• [WHAT TO WORK ON] When a line of the entries contains "this", please list that line.

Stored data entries
# # # #
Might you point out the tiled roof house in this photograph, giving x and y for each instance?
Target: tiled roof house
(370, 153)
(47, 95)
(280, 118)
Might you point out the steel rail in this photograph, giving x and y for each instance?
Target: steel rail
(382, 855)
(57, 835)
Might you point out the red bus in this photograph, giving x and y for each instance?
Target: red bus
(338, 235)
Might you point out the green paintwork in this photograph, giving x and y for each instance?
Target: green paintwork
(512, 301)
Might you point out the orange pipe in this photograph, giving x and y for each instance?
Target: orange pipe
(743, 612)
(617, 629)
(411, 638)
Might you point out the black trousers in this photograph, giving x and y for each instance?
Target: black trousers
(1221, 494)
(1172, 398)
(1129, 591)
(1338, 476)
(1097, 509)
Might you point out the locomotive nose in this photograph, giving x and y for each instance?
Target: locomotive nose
# # # #
• [TASK RESULT]
Might you point out the tiled roof house in this photograph, giving x and y for each instance?
Might you point out the steel rail in this photograph, giving x and y for each instance?
Might you point out the red bus in this photograph, giving x and y for each instance?
Might you point out the green paintwork in this photograph, giving x and y for each instance?
Might you point out the orange pipe in this photograph, giving x and y for each instance?
Might you point out the black trousers in this photograph, giving x and y for each instance?
Might you point out the locomotive nose in this photograph, giving x and y for each instance?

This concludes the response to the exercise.